DATA TO EXAMINE>
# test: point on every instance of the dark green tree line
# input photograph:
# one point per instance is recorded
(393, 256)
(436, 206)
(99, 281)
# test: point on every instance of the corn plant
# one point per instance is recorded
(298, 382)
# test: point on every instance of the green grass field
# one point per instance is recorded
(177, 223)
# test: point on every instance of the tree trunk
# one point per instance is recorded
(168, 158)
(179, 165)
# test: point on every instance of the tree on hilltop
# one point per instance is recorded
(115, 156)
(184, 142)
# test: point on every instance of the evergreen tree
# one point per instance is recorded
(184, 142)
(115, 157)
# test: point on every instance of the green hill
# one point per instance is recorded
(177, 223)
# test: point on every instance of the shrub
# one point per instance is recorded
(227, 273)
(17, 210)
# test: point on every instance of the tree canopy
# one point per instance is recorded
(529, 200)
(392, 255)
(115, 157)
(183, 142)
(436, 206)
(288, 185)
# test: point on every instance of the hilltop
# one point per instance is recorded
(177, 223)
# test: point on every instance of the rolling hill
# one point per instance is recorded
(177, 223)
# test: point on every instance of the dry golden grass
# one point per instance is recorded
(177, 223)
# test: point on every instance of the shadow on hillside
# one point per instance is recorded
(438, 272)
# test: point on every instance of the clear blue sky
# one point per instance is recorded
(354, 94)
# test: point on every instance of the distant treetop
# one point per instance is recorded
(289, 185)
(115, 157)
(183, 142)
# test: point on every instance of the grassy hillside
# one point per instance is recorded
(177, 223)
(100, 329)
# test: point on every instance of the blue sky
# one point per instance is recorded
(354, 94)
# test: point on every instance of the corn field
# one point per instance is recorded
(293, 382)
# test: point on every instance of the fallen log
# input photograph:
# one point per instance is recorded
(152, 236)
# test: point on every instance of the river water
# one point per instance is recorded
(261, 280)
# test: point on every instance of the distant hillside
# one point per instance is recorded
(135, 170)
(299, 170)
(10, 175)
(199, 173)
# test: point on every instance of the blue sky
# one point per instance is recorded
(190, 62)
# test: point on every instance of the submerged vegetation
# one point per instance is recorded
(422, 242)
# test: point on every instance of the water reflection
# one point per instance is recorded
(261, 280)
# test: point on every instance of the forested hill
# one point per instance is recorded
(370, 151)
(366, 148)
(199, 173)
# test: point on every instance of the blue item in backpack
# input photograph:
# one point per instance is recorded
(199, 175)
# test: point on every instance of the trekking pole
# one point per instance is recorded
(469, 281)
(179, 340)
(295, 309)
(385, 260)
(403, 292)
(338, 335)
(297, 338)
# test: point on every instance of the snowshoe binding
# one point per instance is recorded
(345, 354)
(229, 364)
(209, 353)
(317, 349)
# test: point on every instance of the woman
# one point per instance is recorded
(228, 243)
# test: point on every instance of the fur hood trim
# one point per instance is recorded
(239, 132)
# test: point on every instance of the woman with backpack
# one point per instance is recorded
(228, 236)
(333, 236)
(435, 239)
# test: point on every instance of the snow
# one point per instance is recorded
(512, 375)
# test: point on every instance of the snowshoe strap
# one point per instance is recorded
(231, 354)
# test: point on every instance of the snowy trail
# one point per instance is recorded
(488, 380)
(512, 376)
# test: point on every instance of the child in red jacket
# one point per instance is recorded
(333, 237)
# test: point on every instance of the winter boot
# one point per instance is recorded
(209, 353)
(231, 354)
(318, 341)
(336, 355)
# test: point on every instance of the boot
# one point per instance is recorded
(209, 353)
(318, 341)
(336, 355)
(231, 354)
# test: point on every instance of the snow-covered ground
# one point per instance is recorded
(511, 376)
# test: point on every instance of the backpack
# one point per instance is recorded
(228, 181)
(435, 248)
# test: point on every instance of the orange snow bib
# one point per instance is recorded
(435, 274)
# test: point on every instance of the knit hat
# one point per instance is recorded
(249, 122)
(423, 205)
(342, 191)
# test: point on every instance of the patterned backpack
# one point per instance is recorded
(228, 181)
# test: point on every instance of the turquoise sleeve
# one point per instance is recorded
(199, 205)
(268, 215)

EXERCISE AIM>
Could you quote the material above in full, exactly as it stands?

EXPECTED ANSWER>
# test: point on every instance of the dark green tree line
# input photograph:
# one point per instance is recorded
(393, 256)
(436, 206)
(99, 281)
# test: point on every instance of the corn plant
# one point per instance is recorded
(298, 382)
# test: point on every instance of the green grass field
# one point per instance is recorded
(177, 223)
# test: point on every instance of the tree trunk
# one point per instance is recorded
(168, 158)
(179, 165)
# test: point on every instance of the tree on hilltop
# one point per instance is recorded
(115, 156)
(184, 142)
# test: point on every instance of the evergreen tree
# one point per instance is recorded
(184, 142)
(115, 157)
# test: point on every instance of the green hill
# one point per instance is recorded
(177, 223)
# test: point on every instance of the shrub
# one point per instance is recorded
(227, 273)
(17, 210)
# test: point on every instance of the tree canopy
# one point per instance is recorded
(529, 200)
(392, 255)
(115, 157)
(183, 142)
(436, 206)
(288, 185)
# test: point on every instance of the hilltop
# one point per instance is recorded
(177, 223)
# test: point on every instance of the rolling hill
# one point per instance is recorded
(177, 223)
# test: point on every instance of the dry golden grass
# one point per instance is recorded
(177, 223)
# test: point on every instance of the shadow on hillside
# one point per instance is recorded
(438, 272)
# test: point on every instance of the clear blue sky
# one point per instance is recorded
(354, 94)
# test: point on every instance of the distant treetop
# one point per instance is recorded
(289, 185)
(115, 157)
(183, 142)
# test: point on every instance of the grassy hillside
# one point per instance is recorded
(177, 223)
(100, 329)
# test: point on every instance of the blue sky
# one point per instance is recorded
(354, 94)
# test: point on every instance of the corn field
# one point per instance is recorded
(293, 382)
# test: point on every instance of the fallen log
# input photograph:
# one point per instance is recorded
(152, 236)
# test: point on every instance of the river water
# one point per instance is recorded
(261, 280)
# test: point on every instance of the distant hillside
# one point per instance is recorded
(135, 170)
(299, 170)
(10, 175)
(199, 173)
# test: point on every instance of the blue sky
# one point per instance is recorded
(190, 62)
# test: point on every instance of the submerged vegetation
# one point per instance is recorded
(422, 242)
# test: point on every instance of the water reflection
# one point per instance is recorded
(261, 280)
# test: point on every instance of the forested hill
# one point per instance is recorded
(370, 151)
(366, 148)
(199, 173)
# test: point on every instance of the blue item in backpack
# input photograph:
# one point per instance is recorded
(199, 175)
# test: point on every instance of the trekking pole
# one point per instance is recorded
(469, 281)
(179, 340)
(295, 309)
(385, 260)
(403, 292)
(338, 335)
(297, 338)
# test: point on every instance of the snowshoe binding
# one point per instance is recorded
(345, 354)
(229, 364)
(209, 353)
(317, 349)
# test: point on every instance of the woman
# one point per instance is recorded
(228, 243)
# test: point on every instance of the fur hood trim
# one point per instance is recorded
(239, 132)
# test: point on every instance of the woman with backpack
# one point per instance is recorded
(228, 236)
(333, 236)
(435, 239)
# test: point on every instance of the snow
# one point per instance is recorded
(512, 375)
# test: point on every instance of the snowshoe strap
# one point per instance is recorded
(231, 354)
# test: point on every instance of the snowy trail
# one point per instance is recorded
(488, 380)
(512, 376)
# test: point on every instance of the child in red jacket
# one point per instance is recorded
(333, 237)
# test: point on every instance of the winter boot
# one point per instance is recorded
(209, 353)
(231, 354)
(318, 341)
(336, 355)
# test: point on every instance of the boot
# one point per instance is recorded
(209, 353)
(318, 341)
(336, 355)
(231, 354)
# test: point on every instance of the snow-covered ground
# one point per instance is recorded
(511, 376)
# test: point on every instance of the backpack
# one point per instance is recorded
(228, 181)
(435, 248)
# test: point on every instance of the orange snow bib
# one point per instance is recorded
(435, 274)
# test: point on every instance of the knit hat
# one point per instance is recorded
(249, 122)
(423, 205)
(342, 191)
# test: point on every instance of the patterned backpack
# one point per instance is recorded
(228, 181)
# test: point on every instance of the turquoise sleeve
# one point per instance is recorded
(199, 205)
(268, 215)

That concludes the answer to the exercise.